**PROBLEM DETAILS**
Copy the entries word for word, from their start through the line holding "pixel 1194 527", inclusive. Leave out the pictures.

**Pointing dataset records**
■ ■ ■ ■

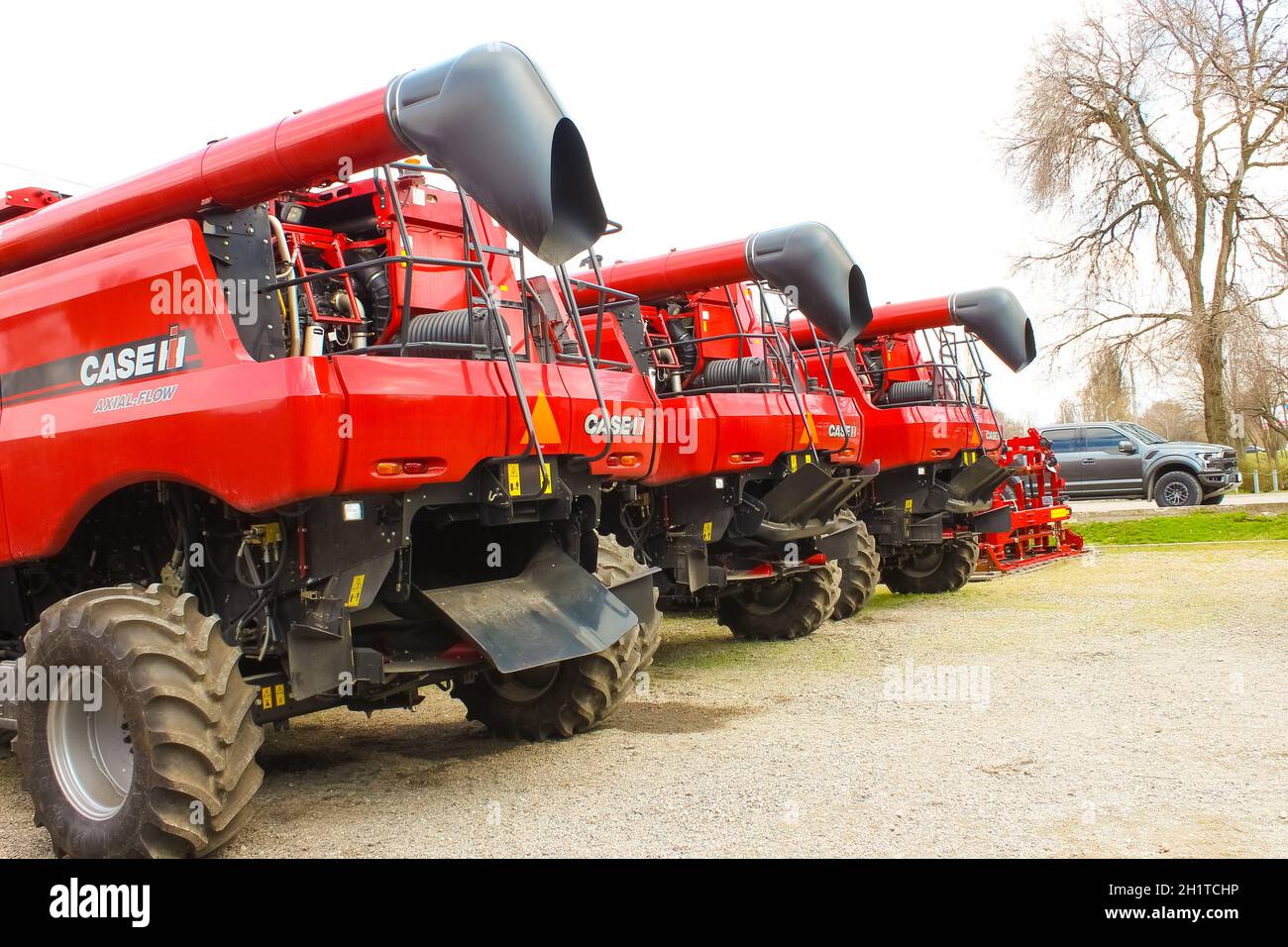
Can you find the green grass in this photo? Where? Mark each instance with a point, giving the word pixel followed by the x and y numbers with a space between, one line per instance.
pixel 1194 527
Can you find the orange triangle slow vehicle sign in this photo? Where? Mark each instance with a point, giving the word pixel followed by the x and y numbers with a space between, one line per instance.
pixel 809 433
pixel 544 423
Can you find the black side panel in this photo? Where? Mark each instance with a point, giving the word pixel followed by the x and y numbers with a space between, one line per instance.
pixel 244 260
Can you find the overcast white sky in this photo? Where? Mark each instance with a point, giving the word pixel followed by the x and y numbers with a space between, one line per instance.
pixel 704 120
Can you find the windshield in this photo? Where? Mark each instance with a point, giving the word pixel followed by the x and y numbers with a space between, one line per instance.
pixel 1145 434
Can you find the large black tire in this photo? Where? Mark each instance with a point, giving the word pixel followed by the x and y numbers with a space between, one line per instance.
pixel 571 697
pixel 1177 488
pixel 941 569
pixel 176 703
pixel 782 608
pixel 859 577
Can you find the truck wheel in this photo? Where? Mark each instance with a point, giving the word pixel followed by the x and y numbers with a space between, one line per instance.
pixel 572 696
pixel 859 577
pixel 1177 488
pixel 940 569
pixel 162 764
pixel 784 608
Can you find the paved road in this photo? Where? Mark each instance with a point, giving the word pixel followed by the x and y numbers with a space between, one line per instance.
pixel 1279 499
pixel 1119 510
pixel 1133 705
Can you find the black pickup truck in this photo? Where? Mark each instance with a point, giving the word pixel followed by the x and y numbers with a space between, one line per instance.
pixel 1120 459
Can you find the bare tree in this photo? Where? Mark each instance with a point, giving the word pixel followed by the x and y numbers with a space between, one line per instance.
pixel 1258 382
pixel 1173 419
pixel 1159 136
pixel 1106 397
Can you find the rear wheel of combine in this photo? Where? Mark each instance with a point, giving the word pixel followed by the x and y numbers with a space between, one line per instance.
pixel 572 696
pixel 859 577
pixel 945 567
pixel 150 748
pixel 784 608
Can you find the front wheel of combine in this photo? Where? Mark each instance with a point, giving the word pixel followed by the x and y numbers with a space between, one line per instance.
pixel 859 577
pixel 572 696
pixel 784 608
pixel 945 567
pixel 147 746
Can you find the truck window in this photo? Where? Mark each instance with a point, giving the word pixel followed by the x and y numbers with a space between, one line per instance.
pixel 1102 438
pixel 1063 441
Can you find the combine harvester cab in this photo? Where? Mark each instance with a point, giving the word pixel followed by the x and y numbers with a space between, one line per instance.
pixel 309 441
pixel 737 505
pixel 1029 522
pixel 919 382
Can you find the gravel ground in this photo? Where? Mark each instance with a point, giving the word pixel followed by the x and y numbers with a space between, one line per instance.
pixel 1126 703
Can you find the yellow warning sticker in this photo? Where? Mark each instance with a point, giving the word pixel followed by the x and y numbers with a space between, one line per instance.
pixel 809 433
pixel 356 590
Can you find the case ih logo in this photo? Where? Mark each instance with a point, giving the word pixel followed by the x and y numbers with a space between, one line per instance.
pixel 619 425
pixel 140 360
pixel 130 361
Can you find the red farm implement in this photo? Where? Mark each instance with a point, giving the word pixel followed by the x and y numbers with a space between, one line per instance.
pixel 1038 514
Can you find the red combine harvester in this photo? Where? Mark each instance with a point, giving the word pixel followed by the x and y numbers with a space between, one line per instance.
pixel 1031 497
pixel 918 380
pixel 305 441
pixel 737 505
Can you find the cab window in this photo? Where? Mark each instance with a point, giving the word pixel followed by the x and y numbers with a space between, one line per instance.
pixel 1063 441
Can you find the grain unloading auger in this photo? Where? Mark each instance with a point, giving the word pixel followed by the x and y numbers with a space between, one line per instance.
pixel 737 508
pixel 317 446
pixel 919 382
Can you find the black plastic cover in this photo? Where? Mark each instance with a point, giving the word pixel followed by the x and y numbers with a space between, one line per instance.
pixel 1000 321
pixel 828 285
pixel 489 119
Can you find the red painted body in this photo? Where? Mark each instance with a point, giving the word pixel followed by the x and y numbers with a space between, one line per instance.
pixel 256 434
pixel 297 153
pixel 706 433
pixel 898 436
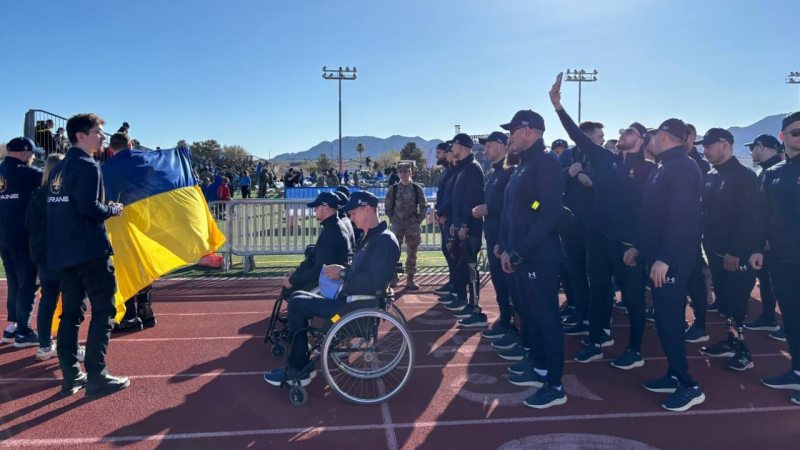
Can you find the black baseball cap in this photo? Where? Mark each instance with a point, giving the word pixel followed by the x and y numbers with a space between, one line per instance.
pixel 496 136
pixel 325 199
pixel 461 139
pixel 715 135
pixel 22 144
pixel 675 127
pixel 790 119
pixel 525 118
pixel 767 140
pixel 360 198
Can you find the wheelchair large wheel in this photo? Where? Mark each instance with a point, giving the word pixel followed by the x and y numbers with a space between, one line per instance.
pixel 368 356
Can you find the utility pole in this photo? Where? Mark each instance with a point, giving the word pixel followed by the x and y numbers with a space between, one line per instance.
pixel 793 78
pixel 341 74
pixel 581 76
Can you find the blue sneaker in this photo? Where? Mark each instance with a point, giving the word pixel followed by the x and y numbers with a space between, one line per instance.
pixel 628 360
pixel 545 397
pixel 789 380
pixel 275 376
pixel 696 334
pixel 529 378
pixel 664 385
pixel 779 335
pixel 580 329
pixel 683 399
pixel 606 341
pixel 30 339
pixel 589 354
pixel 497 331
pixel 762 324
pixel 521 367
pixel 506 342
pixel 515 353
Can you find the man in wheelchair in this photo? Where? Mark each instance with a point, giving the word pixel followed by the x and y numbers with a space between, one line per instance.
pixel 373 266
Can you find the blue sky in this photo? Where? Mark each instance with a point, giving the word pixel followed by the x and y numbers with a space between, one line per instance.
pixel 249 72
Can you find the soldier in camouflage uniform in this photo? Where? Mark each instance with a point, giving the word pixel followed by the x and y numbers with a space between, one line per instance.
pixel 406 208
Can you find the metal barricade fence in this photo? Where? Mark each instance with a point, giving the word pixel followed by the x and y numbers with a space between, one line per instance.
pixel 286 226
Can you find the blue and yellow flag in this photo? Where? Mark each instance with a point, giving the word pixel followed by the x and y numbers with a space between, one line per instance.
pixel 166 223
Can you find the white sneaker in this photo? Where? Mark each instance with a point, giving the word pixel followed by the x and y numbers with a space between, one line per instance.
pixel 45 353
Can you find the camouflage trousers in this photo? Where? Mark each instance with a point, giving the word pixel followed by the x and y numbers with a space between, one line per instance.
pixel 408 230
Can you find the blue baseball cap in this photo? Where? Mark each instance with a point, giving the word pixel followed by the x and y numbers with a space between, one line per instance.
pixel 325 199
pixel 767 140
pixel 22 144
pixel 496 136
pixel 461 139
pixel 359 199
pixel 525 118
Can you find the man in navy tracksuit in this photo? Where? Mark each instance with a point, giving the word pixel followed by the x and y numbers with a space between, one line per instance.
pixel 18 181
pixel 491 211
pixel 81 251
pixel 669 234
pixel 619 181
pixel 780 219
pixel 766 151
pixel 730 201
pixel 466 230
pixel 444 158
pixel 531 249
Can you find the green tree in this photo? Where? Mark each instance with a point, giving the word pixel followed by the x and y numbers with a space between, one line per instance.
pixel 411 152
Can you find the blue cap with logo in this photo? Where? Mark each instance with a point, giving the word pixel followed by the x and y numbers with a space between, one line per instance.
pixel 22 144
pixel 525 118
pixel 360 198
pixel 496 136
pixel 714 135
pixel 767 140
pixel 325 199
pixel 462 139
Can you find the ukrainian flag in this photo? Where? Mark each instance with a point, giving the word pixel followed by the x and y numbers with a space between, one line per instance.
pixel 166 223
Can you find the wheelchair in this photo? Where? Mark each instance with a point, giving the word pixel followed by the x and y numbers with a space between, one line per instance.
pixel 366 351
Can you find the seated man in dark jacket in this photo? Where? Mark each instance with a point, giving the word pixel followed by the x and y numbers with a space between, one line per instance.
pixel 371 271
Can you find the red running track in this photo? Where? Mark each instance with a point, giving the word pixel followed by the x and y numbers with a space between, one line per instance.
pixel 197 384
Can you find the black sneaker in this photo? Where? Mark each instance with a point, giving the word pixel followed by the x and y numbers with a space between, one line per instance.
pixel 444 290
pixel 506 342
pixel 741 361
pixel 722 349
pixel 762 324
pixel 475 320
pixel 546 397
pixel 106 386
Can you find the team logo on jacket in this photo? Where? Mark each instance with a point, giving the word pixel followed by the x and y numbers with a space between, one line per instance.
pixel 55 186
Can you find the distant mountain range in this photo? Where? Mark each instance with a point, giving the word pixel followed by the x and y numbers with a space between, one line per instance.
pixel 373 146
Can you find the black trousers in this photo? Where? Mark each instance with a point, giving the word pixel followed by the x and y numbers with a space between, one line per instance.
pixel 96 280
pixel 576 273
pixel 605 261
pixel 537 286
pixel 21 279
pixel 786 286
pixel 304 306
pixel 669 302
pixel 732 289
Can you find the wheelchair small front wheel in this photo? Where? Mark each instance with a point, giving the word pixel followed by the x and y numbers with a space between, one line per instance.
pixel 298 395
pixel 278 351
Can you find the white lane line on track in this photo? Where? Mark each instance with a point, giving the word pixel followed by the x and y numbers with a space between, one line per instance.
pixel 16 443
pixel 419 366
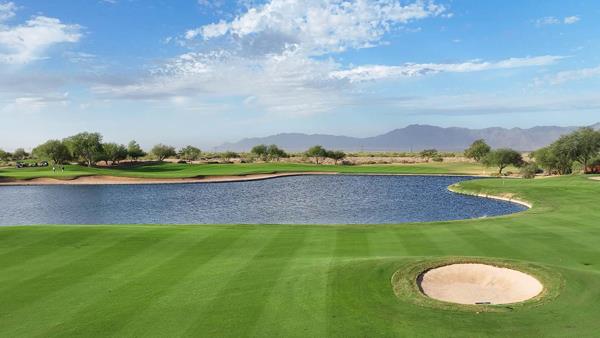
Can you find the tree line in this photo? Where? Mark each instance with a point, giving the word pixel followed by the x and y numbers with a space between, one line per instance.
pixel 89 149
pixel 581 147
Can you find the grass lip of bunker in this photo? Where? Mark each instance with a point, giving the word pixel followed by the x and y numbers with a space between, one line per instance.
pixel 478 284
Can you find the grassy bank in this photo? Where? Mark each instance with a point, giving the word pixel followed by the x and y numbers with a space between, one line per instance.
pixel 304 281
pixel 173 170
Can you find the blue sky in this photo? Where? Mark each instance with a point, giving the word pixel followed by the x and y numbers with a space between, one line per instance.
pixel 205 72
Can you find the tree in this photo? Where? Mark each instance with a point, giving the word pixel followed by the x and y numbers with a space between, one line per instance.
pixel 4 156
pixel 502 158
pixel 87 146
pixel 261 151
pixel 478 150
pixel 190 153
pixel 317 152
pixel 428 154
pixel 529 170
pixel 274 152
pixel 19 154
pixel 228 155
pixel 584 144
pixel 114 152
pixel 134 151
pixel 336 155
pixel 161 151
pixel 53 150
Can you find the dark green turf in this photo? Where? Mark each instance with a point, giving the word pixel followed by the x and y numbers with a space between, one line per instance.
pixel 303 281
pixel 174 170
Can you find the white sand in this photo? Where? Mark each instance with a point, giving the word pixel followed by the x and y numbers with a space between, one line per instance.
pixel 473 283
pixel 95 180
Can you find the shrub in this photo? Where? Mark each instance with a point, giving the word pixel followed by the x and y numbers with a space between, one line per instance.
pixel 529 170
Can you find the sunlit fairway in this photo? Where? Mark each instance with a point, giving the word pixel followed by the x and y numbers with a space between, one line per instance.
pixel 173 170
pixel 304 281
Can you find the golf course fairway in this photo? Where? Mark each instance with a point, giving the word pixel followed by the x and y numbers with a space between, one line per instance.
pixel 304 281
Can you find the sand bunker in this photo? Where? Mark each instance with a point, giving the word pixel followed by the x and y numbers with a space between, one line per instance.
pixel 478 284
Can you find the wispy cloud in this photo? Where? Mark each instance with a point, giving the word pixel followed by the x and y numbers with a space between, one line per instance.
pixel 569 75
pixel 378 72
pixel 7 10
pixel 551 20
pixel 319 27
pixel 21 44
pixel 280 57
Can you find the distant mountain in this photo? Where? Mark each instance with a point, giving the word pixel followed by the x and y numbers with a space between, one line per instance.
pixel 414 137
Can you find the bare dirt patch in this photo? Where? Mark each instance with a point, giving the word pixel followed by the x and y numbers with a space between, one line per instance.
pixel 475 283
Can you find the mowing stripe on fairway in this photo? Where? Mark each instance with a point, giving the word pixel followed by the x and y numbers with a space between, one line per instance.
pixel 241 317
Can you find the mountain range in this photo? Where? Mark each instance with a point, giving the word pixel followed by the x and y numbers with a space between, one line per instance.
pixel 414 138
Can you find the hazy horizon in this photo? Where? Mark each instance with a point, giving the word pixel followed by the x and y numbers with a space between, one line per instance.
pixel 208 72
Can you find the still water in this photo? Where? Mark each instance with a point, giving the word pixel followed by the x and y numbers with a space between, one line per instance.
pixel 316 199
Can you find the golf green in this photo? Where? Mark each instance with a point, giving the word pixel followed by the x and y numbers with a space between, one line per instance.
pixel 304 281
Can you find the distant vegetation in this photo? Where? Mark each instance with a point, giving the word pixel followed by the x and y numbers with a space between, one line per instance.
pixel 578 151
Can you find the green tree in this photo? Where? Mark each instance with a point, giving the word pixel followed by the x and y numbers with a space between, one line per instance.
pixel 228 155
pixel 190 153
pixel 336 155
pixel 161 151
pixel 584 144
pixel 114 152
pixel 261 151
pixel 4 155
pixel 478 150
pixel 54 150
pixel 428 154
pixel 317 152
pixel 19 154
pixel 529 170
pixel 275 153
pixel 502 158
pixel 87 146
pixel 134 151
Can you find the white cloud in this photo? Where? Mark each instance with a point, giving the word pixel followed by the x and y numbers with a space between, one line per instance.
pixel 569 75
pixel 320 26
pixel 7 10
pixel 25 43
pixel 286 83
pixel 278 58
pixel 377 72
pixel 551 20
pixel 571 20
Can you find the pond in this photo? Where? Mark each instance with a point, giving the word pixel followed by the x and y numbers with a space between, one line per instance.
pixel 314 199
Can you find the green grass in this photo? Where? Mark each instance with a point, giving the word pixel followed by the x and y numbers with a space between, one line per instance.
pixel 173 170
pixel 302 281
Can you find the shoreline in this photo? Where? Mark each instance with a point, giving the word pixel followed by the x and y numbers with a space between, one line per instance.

■ ■ ■ ■

**RESPONSE**
Can you find the green grass in this photo? Where? Mark each instance with a point, giving the word pixel followed by the x and y numbers with a space between, one line per instance.
pixel 1194 527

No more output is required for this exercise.